### WHAT THIS TASK INVOLVES
Copy the records below, substituting "fern frond" for "green leaf" wherever it appears and leaving everything else unchanged.

### DATA FOR THE TASK
··········

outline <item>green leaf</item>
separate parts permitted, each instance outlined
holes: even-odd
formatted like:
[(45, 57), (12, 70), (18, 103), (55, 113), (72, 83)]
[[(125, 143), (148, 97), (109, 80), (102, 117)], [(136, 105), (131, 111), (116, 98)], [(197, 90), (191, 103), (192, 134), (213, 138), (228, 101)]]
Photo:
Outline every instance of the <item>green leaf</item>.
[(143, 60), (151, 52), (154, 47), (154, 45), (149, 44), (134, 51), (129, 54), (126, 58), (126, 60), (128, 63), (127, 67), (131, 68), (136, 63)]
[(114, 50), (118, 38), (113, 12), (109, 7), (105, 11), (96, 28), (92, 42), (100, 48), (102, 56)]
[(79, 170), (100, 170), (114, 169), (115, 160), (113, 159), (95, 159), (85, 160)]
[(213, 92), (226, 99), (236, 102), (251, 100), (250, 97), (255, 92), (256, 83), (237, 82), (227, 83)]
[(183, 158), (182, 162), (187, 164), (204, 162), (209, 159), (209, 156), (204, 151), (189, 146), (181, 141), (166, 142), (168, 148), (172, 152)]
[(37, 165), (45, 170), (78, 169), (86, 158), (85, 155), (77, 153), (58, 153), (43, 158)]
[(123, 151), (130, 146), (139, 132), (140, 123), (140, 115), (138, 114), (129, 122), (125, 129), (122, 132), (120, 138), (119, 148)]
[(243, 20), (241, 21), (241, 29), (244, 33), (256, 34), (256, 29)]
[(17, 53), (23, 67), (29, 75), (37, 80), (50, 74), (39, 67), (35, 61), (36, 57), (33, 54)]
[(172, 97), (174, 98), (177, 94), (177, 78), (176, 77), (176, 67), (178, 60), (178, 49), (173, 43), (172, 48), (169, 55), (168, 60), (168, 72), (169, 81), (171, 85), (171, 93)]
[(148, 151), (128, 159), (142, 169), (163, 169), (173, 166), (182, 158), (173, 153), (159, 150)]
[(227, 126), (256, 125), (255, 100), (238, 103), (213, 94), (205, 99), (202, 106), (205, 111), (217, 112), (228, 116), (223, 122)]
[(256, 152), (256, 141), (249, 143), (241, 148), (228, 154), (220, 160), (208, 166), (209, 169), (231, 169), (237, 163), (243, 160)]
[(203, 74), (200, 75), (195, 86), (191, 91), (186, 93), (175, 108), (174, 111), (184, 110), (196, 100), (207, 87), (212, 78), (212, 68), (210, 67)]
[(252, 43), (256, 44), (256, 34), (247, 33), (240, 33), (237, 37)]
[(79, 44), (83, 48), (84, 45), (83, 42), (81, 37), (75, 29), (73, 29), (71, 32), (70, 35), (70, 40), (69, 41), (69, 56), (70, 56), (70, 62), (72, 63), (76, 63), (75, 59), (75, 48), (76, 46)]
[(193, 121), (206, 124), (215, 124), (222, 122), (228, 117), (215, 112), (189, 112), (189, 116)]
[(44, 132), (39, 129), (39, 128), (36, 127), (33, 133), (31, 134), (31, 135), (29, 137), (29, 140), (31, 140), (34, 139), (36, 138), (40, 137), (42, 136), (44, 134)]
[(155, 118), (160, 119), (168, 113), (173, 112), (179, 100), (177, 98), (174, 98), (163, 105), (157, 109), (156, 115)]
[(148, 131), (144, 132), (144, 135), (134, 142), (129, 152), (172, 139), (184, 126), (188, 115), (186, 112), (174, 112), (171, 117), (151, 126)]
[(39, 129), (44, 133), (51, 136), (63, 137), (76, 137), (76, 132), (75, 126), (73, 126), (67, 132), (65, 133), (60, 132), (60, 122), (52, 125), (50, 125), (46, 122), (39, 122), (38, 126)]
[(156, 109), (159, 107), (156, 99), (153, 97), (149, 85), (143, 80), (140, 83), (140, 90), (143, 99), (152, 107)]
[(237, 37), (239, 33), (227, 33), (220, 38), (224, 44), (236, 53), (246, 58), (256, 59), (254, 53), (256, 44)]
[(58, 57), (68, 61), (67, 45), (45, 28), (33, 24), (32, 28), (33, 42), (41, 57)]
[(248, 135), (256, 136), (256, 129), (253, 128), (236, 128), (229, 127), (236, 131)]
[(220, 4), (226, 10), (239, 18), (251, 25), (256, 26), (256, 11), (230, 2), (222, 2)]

··········

### EXERCISE OUTPUT
outline <item>fern frond</item>
separate parts permitted, each instance outlined
holes: even-odd
formatted like:
[(45, 57), (12, 70), (18, 103), (55, 113), (72, 83)]
[[(125, 143), (148, 97), (109, 80), (102, 117)], [(136, 105), (131, 111), (116, 98)], [(197, 90), (191, 103), (192, 134), (213, 138), (228, 101)]]
Photo:
Outline every instance of the <item>fern frond</item>.
[(143, 60), (151, 52), (154, 47), (154, 45), (149, 44), (134, 51), (129, 54), (126, 58), (126, 60), (128, 63), (127, 67), (131, 68), (136, 63)]
[(114, 50), (118, 38), (113, 12), (109, 7), (105, 11), (96, 28), (92, 42), (100, 48), (102, 56)]
[(79, 170), (100, 170), (114, 169), (115, 160), (113, 159), (95, 159), (85, 160)]
[(213, 92), (226, 99), (236, 102), (251, 100), (250, 97), (255, 92), (256, 83), (237, 82), (227, 83)]
[(183, 158), (182, 162), (187, 164), (204, 162), (209, 159), (209, 156), (204, 151), (189, 146), (181, 141), (166, 142), (168, 148), (172, 152)]
[(37, 165), (45, 170), (78, 169), (86, 158), (85, 155), (77, 153), (58, 153), (43, 158)]
[(123, 151), (130, 146), (139, 132), (140, 123), (140, 115), (138, 114), (129, 122), (125, 129), (122, 132), (120, 138), (119, 148)]
[(243, 20), (241, 21), (241, 29), (244, 33), (256, 34), (256, 29)]
[(17, 53), (23, 67), (29, 75), (37, 80), (50, 74), (39, 67), (35, 61), (36, 57), (33, 54)]
[(172, 97), (174, 98), (177, 94), (177, 78), (176, 77), (176, 67), (178, 60), (178, 49), (173, 43), (172, 48), (169, 55), (168, 60), (168, 72), (169, 81), (171, 85), (171, 93)]
[(148, 151), (128, 159), (142, 169), (163, 169), (173, 166), (182, 158), (173, 153), (159, 150)]
[(227, 126), (256, 125), (255, 100), (238, 103), (213, 94), (205, 99), (202, 106), (205, 111), (217, 112), (228, 116), (223, 122)]
[(256, 152), (256, 141), (249, 143), (241, 148), (228, 154), (220, 160), (208, 166), (209, 169), (231, 169), (237, 163), (243, 160)]
[(203, 74), (200, 75), (195, 86), (191, 91), (186, 93), (175, 108), (174, 111), (184, 110), (196, 100), (207, 87), (212, 78), (212, 68), (210, 67)]
[(252, 43), (256, 44), (256, 34), (247, 33), (240, 33), (237, 37)]
[(79, 44), (83, 48), (84, 45), (83, 42), (81, 37), (75, 29), (73, 29), (71, 32), (70, 35), (70, 40), (69, 41), (69, 56), (70, 56), (70, 62), (72, 63), (76, 63), (75, 59), (75, 48), (76, 46)]
[(193, 121), (206, 124), (215, 124), (222, 122), (228, 117), (215, 112), (189, 112), (189, 116)]
[(44, 132), (39, 129), (39, 128), (36, 127), (33, 133), (31, 134), (31, 135), (29, 137), (29, 140), (31, 140), (34, 139), (36, 138), (40, 137), (42, 136), (44, 134)]
[(155, 118), (160, 119), (168, 113), (173, 112), (179, 100), (177, 98), (174, 98), (163, 105), (157, 109), (156, 115)]
[(148, 131), (144, 132), (144, 135), (134, 142), (129, 152), (172, 139), (184, 126), (188, 115), (186, 112), (174, 112), (171, 117), (151, 126)]
[(39, 129), (44, 133), (51, 136), (63, 137), (76, 137), (76, 132), (75, 126), (73, 126), (67, 132), (65, 133), (60, 132), (60, 122), (52, 125), (50, 125), (46, 122), (39, 122), (38, 126)]
[(156, 109), (159, 107), (156, 99), (153, 97), (149, 85), (143, 80), (140, 83), (140, 90), (143, 99), (152, 107)]
[(237, 37), (239, 33), (227, 33), (220, 38), (224, 44), (236, 53), (246, 58), (256, 59), (254, 53), (256, 44)]
[(58, 57), (68, 61), (67, 45), (45, 28), (33, 24), (32, 28), (33, 42), (41, 57)]
[(248, 135), (256, 136), (256, 129), (253, 128), (236, 128), (229, 127), (236, 131)]
[(220, 4), (226, 10), (239, 18), (251, 25), (256, 26), (256, 11), (230, 2), (222, 2)]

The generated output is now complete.